- Requirement
Please extract every line below that contains the string "leaf". Case counts.

======== Available records ========

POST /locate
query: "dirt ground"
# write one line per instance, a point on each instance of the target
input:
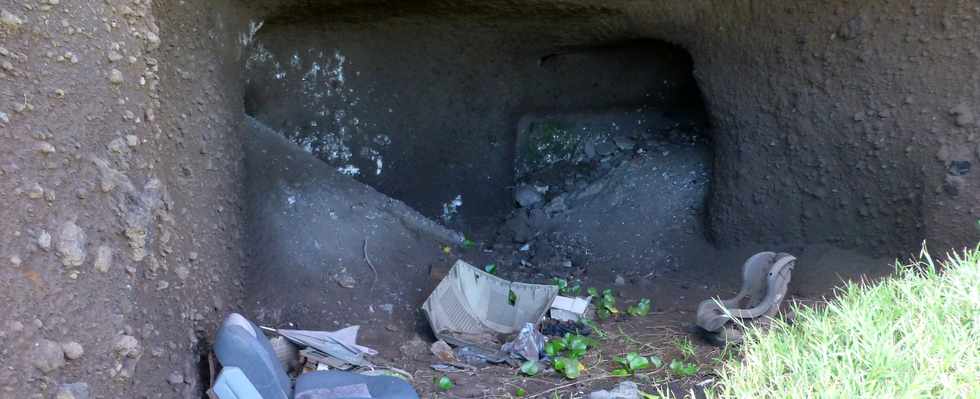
(842, 132)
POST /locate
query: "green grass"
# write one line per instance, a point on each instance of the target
(914, 335)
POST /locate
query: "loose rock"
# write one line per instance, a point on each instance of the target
(71, 244)
(73, 350)
(47, 356)
(127, 346)
(44, 240)
(527, 196)
(103, 259)
(78, 390)
(116, 77)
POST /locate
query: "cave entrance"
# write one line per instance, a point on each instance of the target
(556, 150)
(467, 125)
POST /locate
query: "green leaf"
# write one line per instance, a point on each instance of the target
(577, 347)
(682, 368)
(570, 368)
(620, 373)
(637, 362)
(490, 268)
(645, 395)
(640, 309)
(554, 347)
(444, 383)
(530, 368)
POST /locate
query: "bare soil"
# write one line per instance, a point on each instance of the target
(844, 133)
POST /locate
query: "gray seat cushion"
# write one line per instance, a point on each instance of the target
(345, 385)
(241, 344)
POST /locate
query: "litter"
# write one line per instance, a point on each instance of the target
(252, 370)
(528, 344)
(443, 351)
(569, 309)
(765, 277)
(340, 345)
(625, 390)
(475, 308)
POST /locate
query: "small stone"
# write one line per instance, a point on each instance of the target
(44, 240)
(103, 259)
(35, 191)
(47, 356)
(71, 244)
(73, 350)
(116, 77)
(78, 390)
(964, 115)
(117, 145)
(624, 143)
(175, 378)
(9, 20)
(182, 272)
(127, 346)
(527, 196)
(45, 148)
(344, 279)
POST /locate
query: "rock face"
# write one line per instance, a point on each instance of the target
(71, 244)
(851, 123)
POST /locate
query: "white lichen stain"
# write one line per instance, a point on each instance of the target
(450, 209)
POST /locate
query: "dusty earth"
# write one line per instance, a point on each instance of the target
(137, 211)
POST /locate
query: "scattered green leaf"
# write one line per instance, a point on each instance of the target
(554, 348)
(530, 368)
(686, 347)
(568, 367)
(682, 368)
(444, 383)
(565, 288)
(640, 309)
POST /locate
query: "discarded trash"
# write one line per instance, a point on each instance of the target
(233, 384)
(340, 345)
(477, 355)
(453, 368)
(765, 277)
(528, 344)
(252, 371)
(555, 328)
(625, 390)
(287, 353)
(569, 309)
(472, 307)
(443, 351)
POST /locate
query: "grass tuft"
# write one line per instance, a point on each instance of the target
(914, 335)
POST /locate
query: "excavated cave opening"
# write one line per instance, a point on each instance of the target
(547, 146)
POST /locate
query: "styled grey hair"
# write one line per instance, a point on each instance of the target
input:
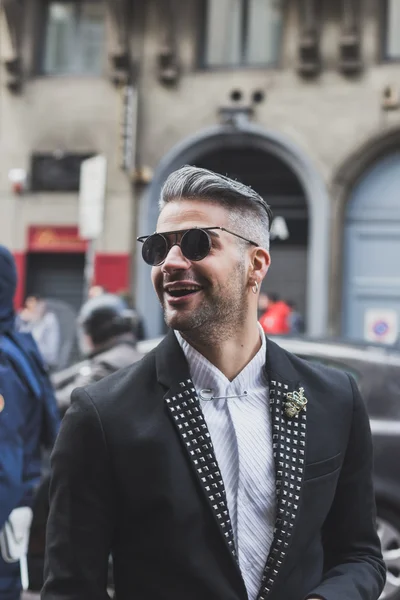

========

- Result
query: "green leaf"
query: "scattered green leaf"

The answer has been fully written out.